Output all of the rows below as a JSON list of strings with one string per line, leaving out blank lines and the pictures.

━━━━━ Entries supplied

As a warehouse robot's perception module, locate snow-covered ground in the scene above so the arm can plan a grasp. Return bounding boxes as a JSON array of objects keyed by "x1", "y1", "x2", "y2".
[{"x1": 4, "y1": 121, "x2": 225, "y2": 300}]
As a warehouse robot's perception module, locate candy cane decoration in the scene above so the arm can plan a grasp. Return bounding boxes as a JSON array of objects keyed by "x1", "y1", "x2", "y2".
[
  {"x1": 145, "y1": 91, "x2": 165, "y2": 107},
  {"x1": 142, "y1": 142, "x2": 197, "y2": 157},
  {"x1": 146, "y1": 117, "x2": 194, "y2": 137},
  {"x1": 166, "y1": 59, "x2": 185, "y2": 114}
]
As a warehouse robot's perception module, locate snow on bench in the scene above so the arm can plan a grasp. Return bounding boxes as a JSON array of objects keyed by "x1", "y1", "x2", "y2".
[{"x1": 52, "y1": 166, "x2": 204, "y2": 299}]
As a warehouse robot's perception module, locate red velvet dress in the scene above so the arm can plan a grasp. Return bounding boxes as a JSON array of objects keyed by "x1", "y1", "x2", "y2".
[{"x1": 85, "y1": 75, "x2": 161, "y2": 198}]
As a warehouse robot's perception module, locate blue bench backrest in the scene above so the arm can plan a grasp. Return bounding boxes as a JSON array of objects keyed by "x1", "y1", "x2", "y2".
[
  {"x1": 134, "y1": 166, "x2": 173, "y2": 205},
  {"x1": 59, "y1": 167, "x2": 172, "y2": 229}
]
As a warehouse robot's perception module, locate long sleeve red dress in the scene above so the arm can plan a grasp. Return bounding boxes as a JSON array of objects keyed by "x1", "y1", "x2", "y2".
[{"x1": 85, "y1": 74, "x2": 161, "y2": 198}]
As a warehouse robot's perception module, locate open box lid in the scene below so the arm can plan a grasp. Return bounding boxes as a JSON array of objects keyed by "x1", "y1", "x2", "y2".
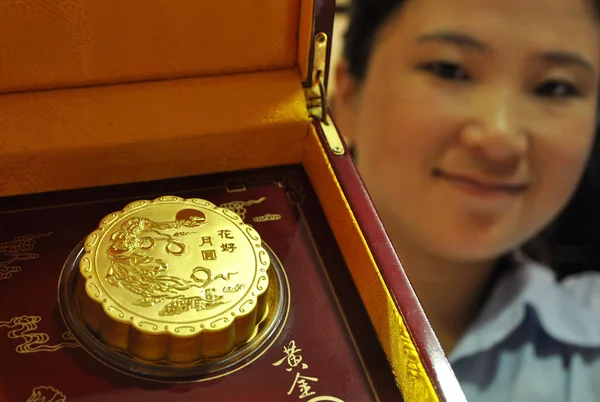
[
  {"x1": 0, "y1": 0, "x2": 464, "y2": 402},
  {"x1": 0, "y1": 0, "x2": 334, "y2": 196}
]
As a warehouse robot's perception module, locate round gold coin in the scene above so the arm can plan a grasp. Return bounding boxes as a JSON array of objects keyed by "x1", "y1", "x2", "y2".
[{"x1": 78, "y1": 196, "x2": 270, "y2": 363}]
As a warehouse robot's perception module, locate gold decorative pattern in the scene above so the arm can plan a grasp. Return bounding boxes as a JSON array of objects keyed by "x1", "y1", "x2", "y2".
[
  {"x1": 79, "y1": 196, "x2": 271, "y2": 363},
  {"x1": 0, "y1": 315, "x2": 79, "y2": 353},
  {"x1": 220, "y1": 197, "x2": 267, "y2": 220},
  {"x1": 272, "y1": 340, "x2": 344, "y2": 402},
  {"x1": 26, "y1": 385, "x2": 67, "y2": 402},
  {"x1": 252, "y1": 214, "x2": 281, "y2": 223},
  {"x1": 0, "y1": 232, "x2": 52, "y2": 281}
]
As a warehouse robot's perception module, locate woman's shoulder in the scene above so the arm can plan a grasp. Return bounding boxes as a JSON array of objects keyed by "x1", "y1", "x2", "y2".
[{"x1": 522, "y1": 261, "x2": 600, "y2": 349}]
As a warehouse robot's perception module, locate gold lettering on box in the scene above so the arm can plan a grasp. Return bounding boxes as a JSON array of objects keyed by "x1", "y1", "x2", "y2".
[
  {"x1": 273, "y1": 340, "x2": 344, "y2": 402},
  {"x1": 0, "y1": 232, "x2": 52, "y2": 281},
  {"x1": 106, "y1": 214, "x2": 241, "y2": 316},
  {"x1": 26, "y1": 385, "x2": 67, "y2": 402},
  {"x1": 0, "y1": 315, "x2": 79, "y2": 353},
  {"x1": 219, "y1": 197, "x2": 267, "y2": 220}
]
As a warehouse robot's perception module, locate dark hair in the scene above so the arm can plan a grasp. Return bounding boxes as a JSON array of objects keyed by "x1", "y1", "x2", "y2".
[{"x1": 343, "y1": 0, "x2": 600, "y2": 278}]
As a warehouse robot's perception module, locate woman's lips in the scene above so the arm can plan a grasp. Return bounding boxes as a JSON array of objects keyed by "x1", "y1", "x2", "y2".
[{"x1": 433, "y1": 169, "x2": 529, "y2": 194}]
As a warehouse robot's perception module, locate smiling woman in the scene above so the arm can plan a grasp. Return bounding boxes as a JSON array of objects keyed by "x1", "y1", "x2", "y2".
[{"x1": 334, "y1": 0, "x2": 600, "y2": 402}]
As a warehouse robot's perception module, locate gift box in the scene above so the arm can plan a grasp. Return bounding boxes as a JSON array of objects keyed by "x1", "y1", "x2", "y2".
[{"x1": 0, "y1": 0, "x2": 464, "y2": 402}]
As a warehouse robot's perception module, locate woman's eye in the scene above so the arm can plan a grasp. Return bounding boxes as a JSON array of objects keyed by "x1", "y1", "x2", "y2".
[
  {"x1": 535, "y1": 81, "x2": 580, "y2": 98},
  {"x1": 421, "y1": 61, "x2": 469, "y2": 81}
]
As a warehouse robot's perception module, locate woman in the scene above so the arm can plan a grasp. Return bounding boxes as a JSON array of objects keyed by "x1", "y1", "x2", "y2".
[{"x1": 335, "y1": 0, "x2": 600, "y2": 402}]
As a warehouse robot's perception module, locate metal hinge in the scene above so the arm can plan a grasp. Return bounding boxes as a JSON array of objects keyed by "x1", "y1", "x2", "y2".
[{"x1": 304, "y1": 32, "x2": 346, "y2": 156}]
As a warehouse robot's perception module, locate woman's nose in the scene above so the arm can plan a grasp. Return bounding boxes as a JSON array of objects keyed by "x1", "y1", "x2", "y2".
[{"x1": 460, "y1": 89, "x2": 528, "y2": 170}]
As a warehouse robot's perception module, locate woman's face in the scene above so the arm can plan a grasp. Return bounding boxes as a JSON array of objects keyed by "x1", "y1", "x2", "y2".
[{"x1": 335, "y1": 0, "x2": 600, "y2": 262}]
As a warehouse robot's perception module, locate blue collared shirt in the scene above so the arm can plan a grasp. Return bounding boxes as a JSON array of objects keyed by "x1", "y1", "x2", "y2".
[{"x1": 449, "y1": 261, "x2": 600, "y2": 402}]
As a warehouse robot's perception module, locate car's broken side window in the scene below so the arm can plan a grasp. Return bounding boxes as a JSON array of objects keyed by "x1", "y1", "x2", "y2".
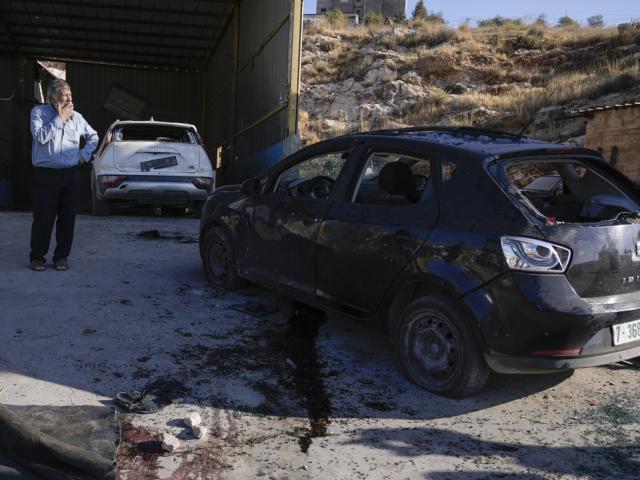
[
  {"x1": 504, "y1": 159, "x2": 640, "y2": 223},
  {"x1": 274, "y1": 152, "x2": 349, "y2": 200},
  {"x1": 353, "y1": 152, "x2": 431, "y2": 205}
]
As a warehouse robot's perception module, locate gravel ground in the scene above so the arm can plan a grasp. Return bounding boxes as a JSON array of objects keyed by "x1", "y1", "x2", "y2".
[{"x1": 0, "y1": 212, "x2": 640, "y2": 480}]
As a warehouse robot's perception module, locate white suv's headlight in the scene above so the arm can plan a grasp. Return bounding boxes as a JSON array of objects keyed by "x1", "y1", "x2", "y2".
[{"x1": 501, "y1": 237, "x2": 571, "y2": 273}]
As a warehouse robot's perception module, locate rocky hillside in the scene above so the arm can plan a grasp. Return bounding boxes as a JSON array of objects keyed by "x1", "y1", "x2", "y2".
[{"x1": 301, "y1": 18, "x2": 640, "y2": 144}]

━━━━━━━━━━

*Reply:*
[
  "As a warehouse robot's perception module, locate snow-covered ground in the scene above so the arm can plan a grasp. Return bounding boxes as a JSON array of objects keyed by \"x1\", \"y1\", \"x2\", \"y2\".",
  "[{\"x1\": 4, \"y1\": 121, \"x2\": 225, \"y2\": 300}]",
  "As a warehouse robot's perception module, locate candy cane decoration in the scene above so the arm can plan a grasp. Return bounding boxes as a JSON array of objects keyed by \"x1\", \"y1\", \"x2\", \"y2\".",
  "[",
  "  {\"x1\": 145, \"y1\": 91, \"x2\": 165, \"y2\": 107},",
  "  {\"x1\": 142, \"y1\": 142, \"x2\": 197, \"y2\": 157},",
  "  {\"x1\": 146, \"y1\": 117, \"x2\": 194, \"y2\": 137},",
  "  {\"x1\": 166, \"y1\": 59, \"x2\": 185, \"y2\": 114}",
  "]",
  "As a warehouse robot's perception module, locate snow on bench in the scene above so the arm can plan a grasp. Return bounding boxes as a JSON array of objects keyed by \"x1\", \"y1\", \"x2\", \"y2\".",
  "[{\"x1\": 52, \"y1\": 166, \"x2\": 204, \"y2\": 299}]",
  "As a warehouse robot's perception module, locate red velvet dress in the scene above so the arm can plan a grasp. Return bounding boxes as a JSON array of objects keyed by \"x1\", \"y1\", \"x2\", \"y2\".",
  "[{\"x1\": 85, \"y1\": 75, \"x2\": 161, \"y2\": 198}]",
  "As a warehouse robot's perception module, locate blue bench backrest in the scene above so the arm can plan a grasp. Return bounding boxes as a JSON array of objects keyed by \"x1\", \"y1\", \"x2\", \"y2\".",
  "[",
  "  {\"x1\": 134, \"y1\": 166, \"x2\": 173, \"y2\": 205},",
  "  {\"x1\": 59, \"y1\": 167, \"x2\": 172, \"y2\": 229}",
  "]",
  "As a warehouse robot's perception module, locate long sleeve red dress in the scene above so the arm can plan a grasp. Return bounding boxes as a JSON array of objects keyed by \"x1\", \"y1\", \"x2\", \"y2\".",
  "[{\"x1\": 85, \"y1\": 74, \"x2\": 161, \"y2\": 198}]",
  "As a warehouse robot's perception module, locate open box lid in the scene below so the arm can plan a grasp. Return bounding boxes as a JSON array of objects keyed by \"x1\", \"y1\", \"x2\", \"y2\".",
  "[",
  "  {\"x1\": 0, \"y1\": 0, \"x2\": 464, \"y2\": 402},",
  "  {\"x1\": 0, \"y1\": 0, \"x2\": 334, \"y2\": 196}",
  "]",
  "As a warehouse robot's perception module, locate round gold coin in the scene above so the arm can plan a grasp. Return bounding boxes as a JSON array of objects keyed by \"x1\", \"y1\", \"x2\", \"y2\".",
  "[{\"x1\": 78, \"y1\": 196, \"x2\": 270, \"y2\": 363}]",
  "As a warehouse robot's perception module, locate gold decorative pattern in the scene above so the arm can plan a grasp. Return bounding boxes as a JSON array of objects keyed by \"x1\", \"y1\", \"x2\", \"y2\".",
  "[",
  "  {\"x1\": 79, \"y1\": 196, \"x2\": 271, \"y2\": 363},",
  "  {\"x1\": 0, \"y1\": 315, \"x2\": 79, \"y2\": 353},",
  "  {\"x1\": 220, \"y1\": 197, \"x2\": 267, \"y2\": 220},",
  "  {\"x1\": 272, \"y1\": 340, \"x2\": 344, \"y2\": 402},",
  "  {\"x1\": 26, \"y1\": 385, \"x2\": 67, \"y2\": 402},",
  "  {\"x1\": 252, \"y1\": 214, \"x2\": 281, \"y2\": 223},",
  "  {\"x1\": 0, \"y1\": 232, \"x2\": 52, \"y2\": 281}",
  "]",
  "As a warehouse robot's perception module, locate woman's shoulder in the scene above so the arm can plan a grasp. Return bounding boxes as a JSON array of objects keyed by \"x1\", \"y1\", \"x2\", \"y2\".",
  "[{\"x1\": 522, \"y1\": 261, \"x2\": 600, \"y2\": 349}]",
  "As a warehouse robot's perception module, locate gold lettering on box in the scene above so the arm can plan a grasp. Return bounding boxes as a JSON array of objects keyed by \"x1\", \"y1\", \"x2\", \"y2\".",
  "[",
  "  {\"x1\": 273, \"y1\": 340, \"x2\": 344, \"y2\": 402},",
  "  {\"x1\": 0, \"y1\": 232, \"x2\": 52, \"y2\": 281},",
  "  {\"x1\": 106, \"y1\": 214, \"x2\": 241, \"y2\": 316},",
  "  {\"x1\": 26, \"y1\": 385, \"x2\": 67, \"y2\": 402},",
  "  {\"x1\": 0, \"y1\": 315, \"x2\": 79, \"y2\": 353},",
  "  {\"x1\": 219, \"y1\": 197, \"x2\": 267, \"y2\": 220}",
  "]",
  "As a warehouse robot's perception module, locate dark hair in the scene above so the arm can plan a grasp. Return bounding boxes as a JSON array of objects keyed by \"x1\", \"y1\", \"x2\", \"y2\".",
  "[{\"x1\": 343, \"y1\": 0, \"x2\": 600, \"y2\": 278}]",
  "As a warehouse robot's perception module, locate woman's lips in the scene above so the arm can plan a grasp. Return bounding boxes as a JSON array of objects keyed by \"x1\", \"y1\", \"x2\", \"y2\".",
  "[{\"x1\": 433, \"y1\": 169, \"x2\": 529, \"y2\": 194}]",
  "As a warehouse robot's perception module, locate smiling woman in the scene above so the arm can plan a grasp. Return bounding boxes as a JSON array of objects keyed by \"x1\", \"y1\", \"x2\", \"y2\".",
  "[{\"x1\": 334, \"y1\": 0, \"x2\": 600, \"y2\": 402}]",
  "As a warehouse robot's perception module, locate gift box in the scene above so the arm can plan a grasp. Return bounding boxes as a JSON array of objects keyed by \"x1\", \"y1\", \"x2\", \"y2\".",
  "[{\"x1\": 0, \"y1\": 0, \"x2\": 464, \"y2\": 402}]",
  "As a warehouse robot's perception module, locate woman's eye in the scene above so the arm can plan a grasp. Return bounding boxes as a JSON array of objects keyed by \"x1\", \"y1\", \"x2\", \"y2\".",
  "[",
  "  {\"x1\": 535, \"y1\": 81, \"x2\": 580, \"y2\": 98},",
  "  {\"x1\": 421, \"y1\": 61, \"x2\": 469, \"y2\": 81}",
  "]",
  "As a warehouse robot's perception module, locate woman in the scene above so the arm can plan a grasp. Return bounding boxes as a JSON array of objects keyed by \"x1\", \"y1\", \"x2\", \"y2\".",
  "[{\"x1\": 335, \"y1\": 0, \"x2\": 600, \"y2\": 402}]",
  "As a warehouse robot's perception module, locate metal hinge in the scene above so the arm can plan a grasp. Return bounding boxes as a JSON array of objects keyed by \"x1\", \"y1\", \"x2\", \"y2\".",
  "[{\"x1\": 304, \"y1\": 32, \"x2\": 346, \"y2\": 156}]",
  "As a warehouse robot's perception module, locate woman's nose in the scene above so the arm can plan a grasp. Return bounding boxes as a JSON array of objects keyed by \"x1\", \"y1\", \"x2\", \"y2\".",
  "[{\"x1\": 460, \"y1\": 89, \"x2\": 528, \"y2\": 170}]",
  "As a warehouse robot's perception module, locate woman's face in the scene above so the arm can plan a grasp. Return bounding boxes as a JSON array of objects keyed by \"x1\", \"y1\", \"x2\", \"y2\".",
  "[{\"x1\": 335, \"y1\": 0, \"x2\": 600, \"y2\": 262}]",
  "As a warehouse robot's perception module, locate blue collared shirt in the scene above so the arm can plan a grasp. Return bounding boxes as a JSON array of objects keyed by \"x1\", \"y1\", \"x2\", \"y2\".",
  "[{\"x1\": 449, \"y1\": 261, \"x2\": 600, \"y2\": 402}]",
  "As a warehouse robot's perception module, locate car's broken side window in the scene below so the arm can plan a grasp. Return bounding boxes as a JSON array of objects keyed by \"x1\", \"y1\", \"x2\", \"y2\".",
  "[",
  "  {\"x1\": 504, \"y1\": 159, \"x2\": 640, \"y2\": 223},",
  "  {\"x1\": 274, \"y1\": 152, \"x2\": 349, \"y2\": 200},",
  "  {\"x1\": 353, \"y1\": 152, \"x2\": 431, \"y2\": 205}",
  "]",
  "As a warehouse robot's perception module, locate gravel ground in the scene above so the arm can plan a grasp. Return bounding boxes as a JSON array of objects keyed by \"x1\", \"y1\", \"x2\", \"y2\".",
  "[{\"x1\": 0, \"y1\": 212, \"x2\": 640, \"y2\": 480}]",
  "As a warehouse robot's perception module, locate white suv's headlight in the scene above so the arm can plan a grasp. Return bounding boxes as a JSON array of objects keyed by \"x1\", \"y1\", \"x2\", \"y2\".",
  "[{\"x1\": 501, \"y1\": 237, \"x2\": 571, \"y2\": 273}]",
  "As a warehouse robot's perception module, locate rocky hillside in the scene above so the arm can plan a grasp. Return bounding boxes as a JSON array of objects keyed by \"x1\", \"y1\", \"x2\", \"y2\".",
  "[{\"x1\": 301, \"y1\": 18, \"x2\": 640, \"y2\": 144}]"
]